%%

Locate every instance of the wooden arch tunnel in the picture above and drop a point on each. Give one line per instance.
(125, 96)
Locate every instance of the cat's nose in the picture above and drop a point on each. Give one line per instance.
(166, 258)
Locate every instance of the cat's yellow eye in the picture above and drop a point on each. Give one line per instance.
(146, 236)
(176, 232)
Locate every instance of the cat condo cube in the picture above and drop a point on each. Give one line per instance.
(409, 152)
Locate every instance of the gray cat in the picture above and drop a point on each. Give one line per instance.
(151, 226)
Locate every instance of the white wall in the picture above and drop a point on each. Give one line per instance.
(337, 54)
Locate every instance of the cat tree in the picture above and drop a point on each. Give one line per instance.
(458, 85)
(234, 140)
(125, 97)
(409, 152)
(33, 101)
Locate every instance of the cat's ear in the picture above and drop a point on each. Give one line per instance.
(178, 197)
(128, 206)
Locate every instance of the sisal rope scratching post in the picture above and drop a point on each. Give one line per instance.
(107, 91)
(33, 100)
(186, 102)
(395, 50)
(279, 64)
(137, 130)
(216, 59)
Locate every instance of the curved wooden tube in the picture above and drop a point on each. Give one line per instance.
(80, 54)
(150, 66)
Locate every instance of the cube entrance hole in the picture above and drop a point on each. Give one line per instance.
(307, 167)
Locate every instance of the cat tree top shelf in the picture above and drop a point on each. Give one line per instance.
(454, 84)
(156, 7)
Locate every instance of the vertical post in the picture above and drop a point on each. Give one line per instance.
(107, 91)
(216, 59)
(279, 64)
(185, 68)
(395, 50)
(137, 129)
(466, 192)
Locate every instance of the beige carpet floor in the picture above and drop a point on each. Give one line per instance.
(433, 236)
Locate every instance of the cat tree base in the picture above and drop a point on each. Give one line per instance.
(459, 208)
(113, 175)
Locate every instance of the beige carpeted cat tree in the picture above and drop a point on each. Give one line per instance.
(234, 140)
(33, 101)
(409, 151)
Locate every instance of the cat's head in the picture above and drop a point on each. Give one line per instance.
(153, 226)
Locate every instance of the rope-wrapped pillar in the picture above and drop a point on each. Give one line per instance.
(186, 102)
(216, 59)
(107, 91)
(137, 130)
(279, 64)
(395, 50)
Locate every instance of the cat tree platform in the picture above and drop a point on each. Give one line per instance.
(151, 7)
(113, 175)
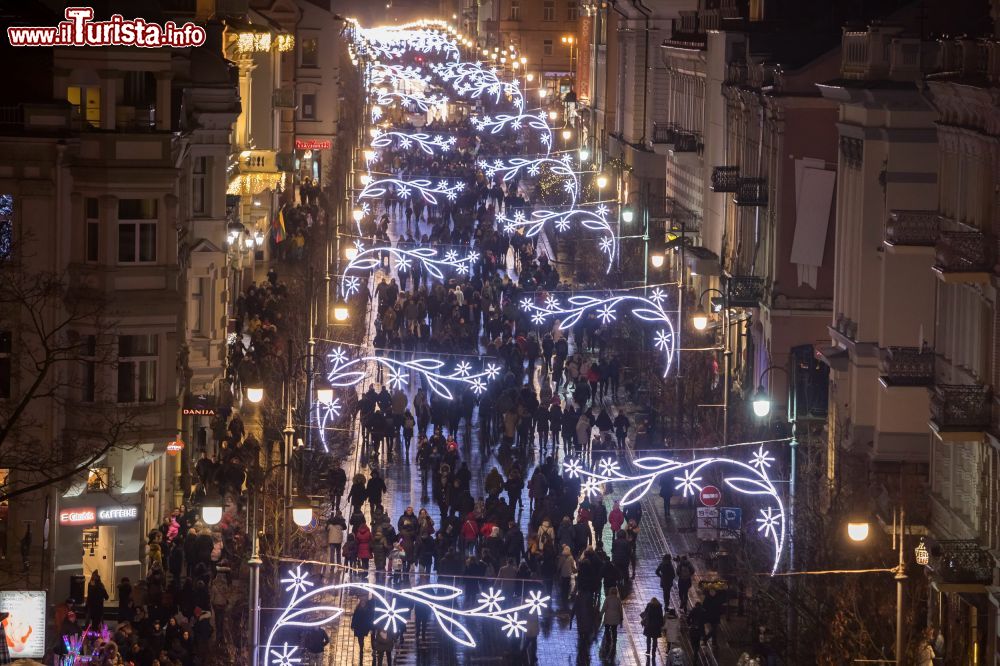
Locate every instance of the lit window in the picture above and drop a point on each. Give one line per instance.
(138, 356)
(86, 102)
(137, 220)
(310, 52)
(308, 107)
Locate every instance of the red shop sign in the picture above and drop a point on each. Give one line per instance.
(313, 144)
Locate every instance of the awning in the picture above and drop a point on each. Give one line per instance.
(835, 357)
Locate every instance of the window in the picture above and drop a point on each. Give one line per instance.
(87, 103)
(310, 52)
(92, 213)
(6, 226)
(88, 373)
(137, 360)
(6, 371)
(199, 181)
(136, 236)
(308, 108)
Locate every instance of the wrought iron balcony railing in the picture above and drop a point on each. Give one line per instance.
(961, 406)
(725, 179)
(913, 227)
(908, 366)
(751, 192)
(744, 291)
(961, 562)
(965, 252)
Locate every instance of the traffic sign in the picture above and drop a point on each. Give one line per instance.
(710, 496)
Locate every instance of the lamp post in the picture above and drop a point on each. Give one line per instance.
(699, 319)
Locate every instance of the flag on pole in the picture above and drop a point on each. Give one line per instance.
(279, 226)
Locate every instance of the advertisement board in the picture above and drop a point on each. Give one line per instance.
(25, 627)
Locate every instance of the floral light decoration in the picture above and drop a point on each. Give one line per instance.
(646, 309)
(407, 140)
(346, 372)
(745, 478)
(308, 608)
(535, 121)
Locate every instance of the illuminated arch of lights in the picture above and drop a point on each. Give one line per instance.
(406, 140)
(536, 121)
(431, 262)
(606, 309)
(424, 187)
(750, 478)
(346, 372)
(308, 607)
(596, 220)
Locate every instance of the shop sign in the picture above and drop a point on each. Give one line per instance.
(25, 628)
(198, 404)
(81, 515)
(112, 515)
(313, 144)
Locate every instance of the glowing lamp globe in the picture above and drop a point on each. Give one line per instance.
(255, 394)
(700, 319)
(858, 531)
(301, 512)
(761, 403)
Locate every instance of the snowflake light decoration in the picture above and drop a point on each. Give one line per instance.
(429, 371)
(311, 609)
(605, 308)
(742, 477)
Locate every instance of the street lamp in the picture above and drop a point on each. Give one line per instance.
(255, 393)
(301, 511)
(211, 510)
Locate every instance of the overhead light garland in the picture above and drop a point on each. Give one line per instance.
(751, 479)
(308, 607)
(606, 309)
(433, 264)
(407, 140)
(345, 372)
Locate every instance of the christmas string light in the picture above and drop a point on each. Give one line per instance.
(422, 140)
(345, 372)
(431, 262)
(535, 121)
(749, 479)
(647, 309)
(308, 608)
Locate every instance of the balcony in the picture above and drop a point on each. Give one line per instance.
(907, 366)
(960, 566)
(964, 256)
(912, 227)
(751, 192)
(960, 412)
(744, 291)
(725, 179)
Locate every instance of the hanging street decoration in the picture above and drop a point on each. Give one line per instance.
(606, 309)
(688, 477)
(309, 607)
(407, 140)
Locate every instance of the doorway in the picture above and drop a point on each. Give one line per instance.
(99, 556)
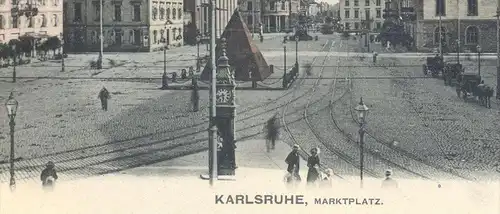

%%

- _Activity_
Quote verbatim every line starting at the line that contains "Locate every instance of the illuminated" and ending with the last line of the records; omit all pictures.

- _Exercise response_
Locate every instance of the illuminated arch of lights in the picture above and drop a point on each. Give one line per instance.
(406, 140)
(536, 121)
(431, 262)
(606, 309)
(424, 187)
(750, 478)
(346, 372)
(308, 607)
(596, 220)
Locate every instance of the shop sign in the picture above and drop a point on each. Give one line per instance.
(25, 628)
(198, 404)
(81, 515)
(112, 515)
(313, 144)
Locate every instance of the glowing lamp globe in the picture above and drop a point on each. Give one line per instance.
(255, 394)
(700, 319)
(858, 531)
(301, 512)
(761, 403)
Locate every instance of the snowflake light decoration in the picture above and drop a point on each. Give one line per instance.
(429, 371)
(311, 609)
(605, 308)
(742, 477)
Locate every instance of the street lamp in the picture above and drop a point on each. Give one line per instance.
(255, 393)
(301, 511)
(211, 510)
Locate every instance of the overhead light garland in the picture above and drop a point on each. Give one line per instance.
(751, 479)
(308, 607)
(606, 309)
(433, 264)
(407, 140)
(345, 372)
Locate every instance of the christmas string light in the picture above and drop a point on each. Give one line per instance.
(422, 140)
(345, 372)
(431, 262)
(535, 121)
(749, 479)
(647, 309)
(308, 608)
Locate every instance of the balcony in the picture above and drop a point on each. Give one line per instance.
(907, 366)
(960, 566)
(964, 256)
(912, 227)
(751, 192)
(960, 412)
(744, 291)
(725, 179)
Locate every instance of the hanging street decoration in the picture above and drop a point on each. Give one line per instance.
(606, 309)
(688, 477)
(309, 607)
(407, 140)
Locate every instance of the doorway in the picture above and drop a point on each. Give one line per instance.
(99, 556)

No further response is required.